> [What is being asked]
Copy out every line of the records below without any change, keeping them in their original order.

[Source data]
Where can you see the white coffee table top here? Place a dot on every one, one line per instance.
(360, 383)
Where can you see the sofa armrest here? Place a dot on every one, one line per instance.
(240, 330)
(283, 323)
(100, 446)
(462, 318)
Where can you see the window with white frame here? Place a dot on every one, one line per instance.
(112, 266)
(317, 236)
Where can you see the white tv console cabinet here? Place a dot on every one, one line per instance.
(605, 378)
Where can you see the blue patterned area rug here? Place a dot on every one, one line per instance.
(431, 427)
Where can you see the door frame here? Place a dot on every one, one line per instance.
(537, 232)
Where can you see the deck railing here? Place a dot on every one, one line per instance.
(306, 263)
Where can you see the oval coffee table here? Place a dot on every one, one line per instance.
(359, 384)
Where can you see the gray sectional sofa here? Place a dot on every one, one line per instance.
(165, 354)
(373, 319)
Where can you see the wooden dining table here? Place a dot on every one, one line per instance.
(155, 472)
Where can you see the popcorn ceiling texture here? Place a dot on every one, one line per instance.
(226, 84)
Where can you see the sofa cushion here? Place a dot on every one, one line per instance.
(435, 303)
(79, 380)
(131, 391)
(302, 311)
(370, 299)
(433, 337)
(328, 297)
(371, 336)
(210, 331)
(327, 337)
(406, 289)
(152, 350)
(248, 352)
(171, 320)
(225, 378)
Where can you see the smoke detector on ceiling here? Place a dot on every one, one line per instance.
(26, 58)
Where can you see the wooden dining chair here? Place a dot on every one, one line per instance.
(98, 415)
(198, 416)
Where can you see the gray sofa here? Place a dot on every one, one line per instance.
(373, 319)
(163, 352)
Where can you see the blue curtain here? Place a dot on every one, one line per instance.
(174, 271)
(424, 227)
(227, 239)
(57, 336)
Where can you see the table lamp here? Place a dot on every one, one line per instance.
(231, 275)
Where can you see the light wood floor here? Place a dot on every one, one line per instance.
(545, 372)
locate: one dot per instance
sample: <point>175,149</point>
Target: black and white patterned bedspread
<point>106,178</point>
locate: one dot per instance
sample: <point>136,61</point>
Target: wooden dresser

> [Complete answer]
Where can you see the white coffee table top here? Place a dot on every one, one line per instance.
(360, 383)
Where can you see the sofa armrest here? Place a dot on every one, one line per instance.
(240, 330)
(283, 323)
(100, 446)
(462, 318)
Where can you see the window with white frame here? Place a dot on every one, one line per instance.
(112, 266)
(317, 236)
Where can you see the white tv console cabinet here? Place a dot on every one, one line per instance.
(605, 378)
Where can you see the blue patterned area rug here? Place a dot on every one, one line per instance.
(431, 427)
Where can you see the door frame here? Place a dot on every one, one line per instance.
(537, 232)
Where can you see the deck railing here? Place a dot on every one, one line per instance.
(306, 263)
Where can you see the oval coffee table here? Place a dot on every one, one line per instance.
(359, 384)
Where can you see the gray sectional sofa here? Place a dot on every one, one line per instance.
(165, 354)
(373, 319)
Where can you see the wooden dining table here? Place a dot on every one, one line per instance.
(155, 472)
Where can you see the popcorn ceiling texture here? Place a dot on every one, one line per instance.
(226, 84)
Where can you see the sofa cushion here? Place a dot on every one, one line per instance.
(435, 303)
(79, 380)
(131, 391)
(302, 311)
(370, 299)
(433, 337)
(328, 297)
(371, 336)
(210, 331)
(327, 337)
(406, 289)
(152, 350)
(248, 352)
(171, 320)
(225, 378)
Where can you see the smoke detector on ceiling here? Place a dot on every one, one line per instance.
(26, 58)
Where can you see the wooden dining chair here? Place a dot on every one, one line per instance.
(98, 415)
(198, 416)
Where can you see the gray sofa here? Place a dot on every one, one line per instance.
(373, 319)
(163, 352)
Where can you see the blue curtain here? Place a dot on every one, one line per instance.
(174, 271)
(424, 227)
(227, 239)
(57, 336)
Where can you see the table lamp here? Place a dot on every one, one line per instance.
(231, 275)
Where can you see the light wood floor here? Place a dot on every one, one line per instance.
(545, 372)
locate: one dot per instance
sample: <point>175,149</point>
Target: black and white patterned bedspread
<point>106,178</point>
locate: one dot per instance
sample: <point>136,61</point>
Target: wooden dresser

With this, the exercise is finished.